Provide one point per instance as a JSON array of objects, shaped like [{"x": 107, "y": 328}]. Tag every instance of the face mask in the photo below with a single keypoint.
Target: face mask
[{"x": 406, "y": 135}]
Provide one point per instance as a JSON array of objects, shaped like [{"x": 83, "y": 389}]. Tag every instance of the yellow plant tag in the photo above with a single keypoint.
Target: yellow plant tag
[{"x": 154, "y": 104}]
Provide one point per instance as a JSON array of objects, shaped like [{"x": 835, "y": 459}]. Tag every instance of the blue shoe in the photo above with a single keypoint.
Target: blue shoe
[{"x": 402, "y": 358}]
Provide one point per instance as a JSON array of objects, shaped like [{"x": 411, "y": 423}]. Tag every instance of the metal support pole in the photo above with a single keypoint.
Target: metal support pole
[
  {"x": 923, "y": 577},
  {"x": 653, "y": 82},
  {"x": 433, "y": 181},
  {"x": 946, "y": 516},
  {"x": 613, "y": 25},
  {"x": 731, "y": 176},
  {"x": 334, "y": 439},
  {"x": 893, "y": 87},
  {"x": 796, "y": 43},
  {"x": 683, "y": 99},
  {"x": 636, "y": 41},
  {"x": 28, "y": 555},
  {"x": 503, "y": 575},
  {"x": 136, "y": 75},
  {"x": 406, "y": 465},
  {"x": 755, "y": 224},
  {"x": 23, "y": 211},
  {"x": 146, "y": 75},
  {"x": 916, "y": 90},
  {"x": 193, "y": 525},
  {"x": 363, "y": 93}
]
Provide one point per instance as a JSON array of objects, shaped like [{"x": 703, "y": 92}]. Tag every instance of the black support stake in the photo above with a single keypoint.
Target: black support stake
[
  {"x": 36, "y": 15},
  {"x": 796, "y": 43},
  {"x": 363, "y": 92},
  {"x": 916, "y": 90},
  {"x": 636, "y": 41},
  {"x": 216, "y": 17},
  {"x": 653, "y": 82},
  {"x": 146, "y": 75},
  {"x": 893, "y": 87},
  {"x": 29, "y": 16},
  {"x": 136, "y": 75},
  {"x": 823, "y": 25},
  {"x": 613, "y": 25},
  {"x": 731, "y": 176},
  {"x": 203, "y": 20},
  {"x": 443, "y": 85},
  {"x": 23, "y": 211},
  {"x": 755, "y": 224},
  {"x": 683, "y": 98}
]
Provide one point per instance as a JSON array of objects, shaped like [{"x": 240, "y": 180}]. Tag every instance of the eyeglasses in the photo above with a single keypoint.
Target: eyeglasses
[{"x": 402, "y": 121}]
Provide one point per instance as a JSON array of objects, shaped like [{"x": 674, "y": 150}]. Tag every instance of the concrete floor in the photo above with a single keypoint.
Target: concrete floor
------------------------------------
SHORT TASK: Rewrite the lines above from the one containing "of the metal" through the last line, both ends included and requests kept, with every point coordinate in the answers multiplied by 1.8 and rounded to a whole number, halves rounding up. Leave the numbers in the requests and their sample formats as they are.

COMPLETE OUTPUT:
Provide one point per instance as a JSON array of objects, shaped like [{"x": 411, "y": 423}]. Tag every instance of the metal support pole in the photo above with a single keypoint.
Target: metal support pole
[
  {"x": 1661, "y": 1039},
  {"x": 1175, "y": 148},
  {"x": 779, "y": 326},
  {"x": 1703, "y": 929},
  {"x": 1103, "y": 45},
  {"x": 1316, "y": 317},
  {"x": 601, "y": 790},
  {"x": 1607, "y": 157},
  {"x": 1433, "y": 77},
  {"x": 1229, "y": 178},
  {"x": 1145, "y": 74},
  {"x": 50, "y": 999},
  {"x": 905, "y": 1035},
  {"x": 245, "y": 135},
  {"x": 731, "y": 837},
  {"x": 1359, "y": 403},
  {"x": 41, "y": 380},
  {"x": 263, "y": 135},
  {"x": 1649, "y": 162},
  {"x": 347, "y": 945},
  {"x": 653, "y": 167}
]
Provide one point per instance as a JSON array of objects, shaped like [{"x": 703, "y": 92}]. Tag every instance of the black support stake in the photo above with a single keypoint.
Target: black support stake
[
  {"x": 65, "y": 27},
  {"x": 1433, "y": 77},
  {"x": 653, "y": 166},
  {"x": 1649, "y": 162},
  {"x": 1145, "y": 74},
  {"x": 389, "y": 31},
  {"x": 1175, "y": 148},
  {"x": 263, "y": 135},
  {"x": 1607, "y": 157},
  {"x": 52, "y": 29},
  {"x": 245, "y": 135},
  {"x": 1481, "y": 45},
  {"x": 1103, "y": 45},
  {"x": 1316, "y": 317},
  {"x": 365, "y": 36},
  {"x": 797, "y": 153},
  {"x": 41, "y": 380},
  {"x": 1359, "y": 403},
  {"x": 1229, "y": 176}
]
Provide one point per instance as a JSON array of objects, shaped like [{"x": 240, "y": 180}]. Tag every instance of the eyeglasses in the photo above with a single keypoint.
Target: eyeglasses
[{"x": 724, "y": 218}]
Provide one point per instance as a JSON array of objects, shaped like [{"x": 674, "y": 150}]. Tag every instance of the concrete floor in the photo above with a single keypoint.
Target: concrete floor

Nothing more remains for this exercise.